* EXTRAIT À LIRE:
▶

Pour la Cour des comptes, les prud'hommes doivent être réorganisés et mieux "pilotés"

22.06.2023

Représentants du personnel

La Cour des comptes déplore la durée de traitement des affaires (16,3 mois en 2022) par les prud'hommes. Elle préconise plusieurs changements (fixation d'objectifs pour les conseils, schéma de formation continue piloté par l'Ecole nationale de la magistrature, refonte de la carte des tribunaux, etc.) ainsi qu'un élargissement à "des professionnels de terrain" de la composition du Conseil supérieur de la prud'homie. Le projet de loi de programmation de la justice prévoit d'ores et déjà quelques changements.

Le constat n'est pas nouveau, et il est une nouvelle fois réaffirmé par la Cour des comptes dans les observations qu'elles a transmises hier au gouvernement : les 211 conseils de prud'hommes (CPH) français traitent trop lentement les affaires qui leur sont soumises. En moyenne, un dossier prend 16,3 mois en 2022, contre 9,9 mois en 2009.

Une aggravation paradoxale : depuis plusieurs années, les affaires soumises au juge prud'homal sont en effet en chute libre. Comme on le voit dans le tableau ci-dessous, le nombre d'affaires traitées par les conseils est passé de 148 000 en 2016 à 102 000 en 2020, soit une baisse de 20%. Notons au passage qu'à l'inverse, il y a toujours plus d'affaires concernant les salariés protégés notamment après les ordonnances de 2017 créant le CSE (+ 120% de 2019 à 2020 !).

On peut voir dans la baisse du nombre d'affaires prud'homales l'effet des réformes législatives qui ont asséché la source des contentieux (avec notamment le nouveau mode de rupture du contrat comme la rupture conventionnelle) mais sans doute aussi l'effet d'un découragement certain de la part des salariés devant une procédure jugée moins accessible (ce point n'est pas abordé par la Cour des comptes) et longue, et peut-être moins intéressante, du fait de l'instauration d'un barème obligatoire pour la fixation des dommages et intérêts du salarié en cas de licenciement sans cause réelle et sérieuse.  

Un taux d'appel jugé trop important

Le taux d'appel, c'est-à-dire la proportion des décisions prud'homales contestées par l'une des parties au conflit, s'élève à 60%, soit un pourcentage "bien plus important que les autres contentieux civils", observe la Cour selon laquelle ce taux "contribue aux difficultés de fonctionnement" des juridictions d'appel.

Un taux d'appel à relativiser cependant au regard de la nature paritaire de la juridiction et des conflits du travail, avec deux parties (employeur et salarié) qui peinent à s'accorder.

En cas d'appel, il faut en moyenne un délai de 24,6 mois pour traiter une affaire (contre 13,5 mois pour l'ensemble des affaires civiles), un délai qui s'ajoute à celui déjà long des prud'hommes. "La durée totale d'une affaire, en cas d'appel, est en moyenne d'un peu moins de 4 ans", déplore le rapport de la Cour des comptes qui admet toutefois la complexité grandissante des dossiers et un problème de moyens déployés par les cours d'appels sur les contentieux prud'homaux.

◀

* OBJECTIF 1: Reproduisez à l'identique le passage de l'article sur les prud'hommes qui s'ouvre sur les mots contenant « Représentants du personnel » et se termine par « déjà quelques changements. ».

Entrées enregistrées:
▶

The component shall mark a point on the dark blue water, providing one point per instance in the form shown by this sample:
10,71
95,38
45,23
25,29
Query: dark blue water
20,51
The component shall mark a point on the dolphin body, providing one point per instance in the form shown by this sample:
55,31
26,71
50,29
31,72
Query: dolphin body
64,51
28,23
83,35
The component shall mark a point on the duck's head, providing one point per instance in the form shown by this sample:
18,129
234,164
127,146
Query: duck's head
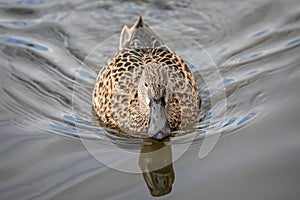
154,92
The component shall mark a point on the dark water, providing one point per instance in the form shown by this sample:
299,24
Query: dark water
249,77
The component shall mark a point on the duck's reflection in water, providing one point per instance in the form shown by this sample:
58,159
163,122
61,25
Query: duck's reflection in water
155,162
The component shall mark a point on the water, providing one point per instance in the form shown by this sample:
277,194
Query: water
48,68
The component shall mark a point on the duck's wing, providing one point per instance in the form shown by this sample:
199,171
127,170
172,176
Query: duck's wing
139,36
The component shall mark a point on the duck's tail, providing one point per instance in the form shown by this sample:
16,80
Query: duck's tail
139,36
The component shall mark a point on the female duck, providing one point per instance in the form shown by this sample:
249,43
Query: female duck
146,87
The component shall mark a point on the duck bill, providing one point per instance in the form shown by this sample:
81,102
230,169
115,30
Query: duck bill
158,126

◀
▶

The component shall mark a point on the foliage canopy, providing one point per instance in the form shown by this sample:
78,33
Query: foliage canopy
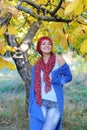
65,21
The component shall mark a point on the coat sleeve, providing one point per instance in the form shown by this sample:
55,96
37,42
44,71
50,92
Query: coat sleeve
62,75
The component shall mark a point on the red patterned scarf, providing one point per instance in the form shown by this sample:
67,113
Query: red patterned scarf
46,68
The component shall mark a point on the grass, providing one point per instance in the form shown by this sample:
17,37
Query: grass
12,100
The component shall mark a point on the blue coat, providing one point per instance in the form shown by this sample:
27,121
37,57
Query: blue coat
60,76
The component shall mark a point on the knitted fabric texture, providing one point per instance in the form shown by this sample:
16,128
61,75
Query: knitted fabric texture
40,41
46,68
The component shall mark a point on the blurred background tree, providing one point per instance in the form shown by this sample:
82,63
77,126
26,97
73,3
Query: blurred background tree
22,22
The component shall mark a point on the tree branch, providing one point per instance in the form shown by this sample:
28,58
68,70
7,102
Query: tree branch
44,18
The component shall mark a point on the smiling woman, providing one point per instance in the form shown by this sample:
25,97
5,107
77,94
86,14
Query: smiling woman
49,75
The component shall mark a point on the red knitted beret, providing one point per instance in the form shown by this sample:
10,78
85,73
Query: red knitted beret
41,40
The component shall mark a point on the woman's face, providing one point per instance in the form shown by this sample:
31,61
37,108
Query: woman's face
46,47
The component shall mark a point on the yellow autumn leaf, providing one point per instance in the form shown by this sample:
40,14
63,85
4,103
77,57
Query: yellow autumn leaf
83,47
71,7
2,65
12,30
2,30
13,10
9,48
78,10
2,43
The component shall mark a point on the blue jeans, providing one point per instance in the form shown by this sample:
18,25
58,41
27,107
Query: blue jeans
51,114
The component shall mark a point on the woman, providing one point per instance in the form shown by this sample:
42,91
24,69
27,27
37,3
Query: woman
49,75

◀

* OBJECTIF 2: Relevez toutes les lignes des entrées où figure le mot « grass ».

* RÉPONSE COMPLÈTE 1:
Représentants du personnel

La Cour des comptes déplore la durée de traitement des affaires (16,3 mois en 2022) par les prud'hommes. Elle préconise plusieurs changements (fixation d'objectifs pour les conseils, schéma de formation continue piloté par l'Ecole nationale de la magistrature, refonte de la carte des tribunaux, etc.) ainsi qu'un élargissement à "des professionnels de terrain" de la composition du Conseil supérieur de la prud'homie. Le projet de loi de programmation de la justice prévoit d'ores et déjà quelques changements.

* RÉPONSE COMPLÈTE 2:
The component shall mark a point on the grass, providing one point per instance in the form shown by this sample:
Query: grass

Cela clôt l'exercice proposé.